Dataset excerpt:
==================================================

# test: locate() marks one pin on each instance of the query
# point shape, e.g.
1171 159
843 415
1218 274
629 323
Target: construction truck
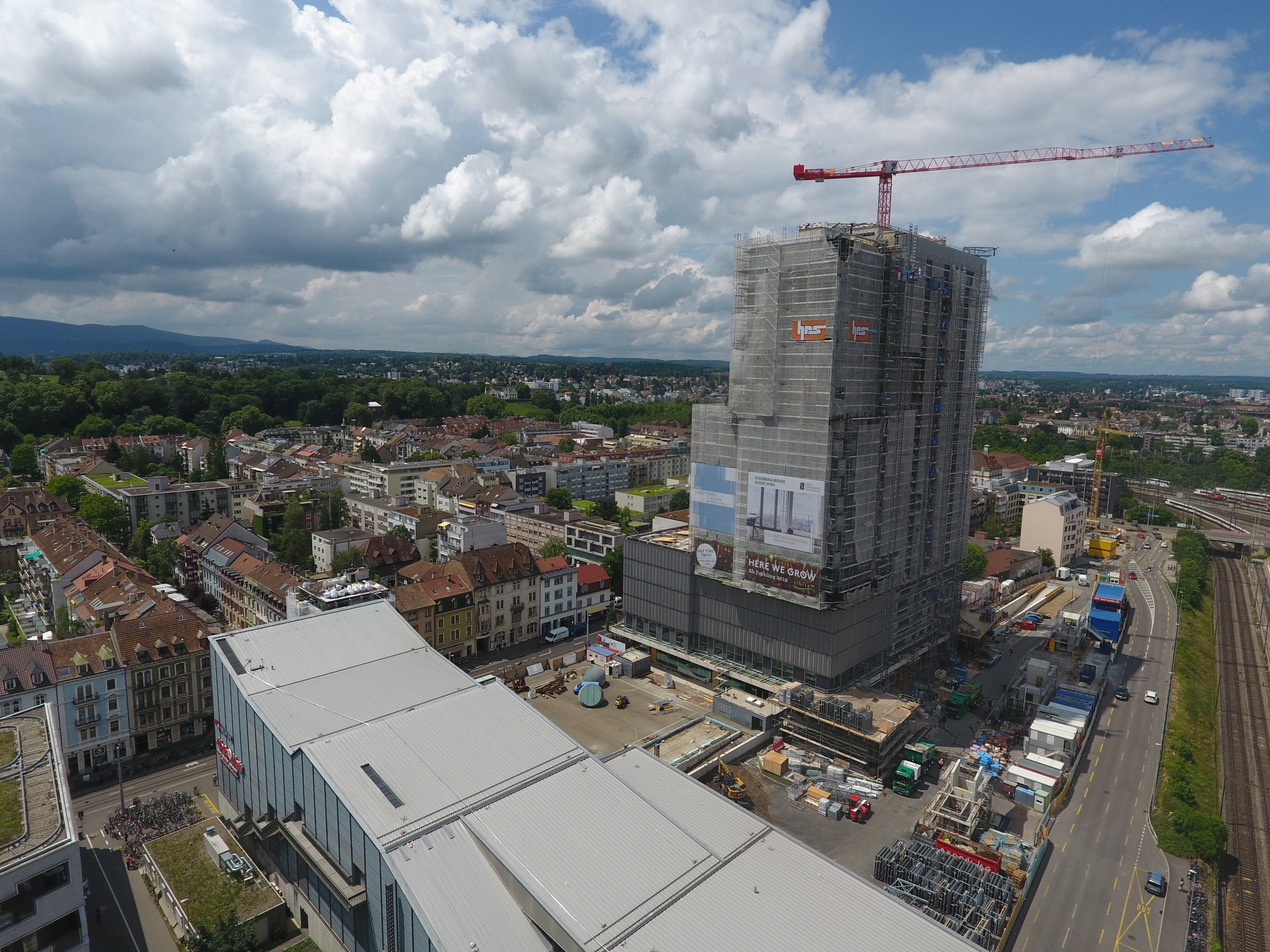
963 700
729 782
919 761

==================================================

Reproduce the entire listing above verbatim, line by line, omitting the image.

# test: locate() marks one pin on each instance of the query
# point shape, e.g.
1171 159
843 415
1218 274
629 323
Target: construction truck
963 700
729 782
919 761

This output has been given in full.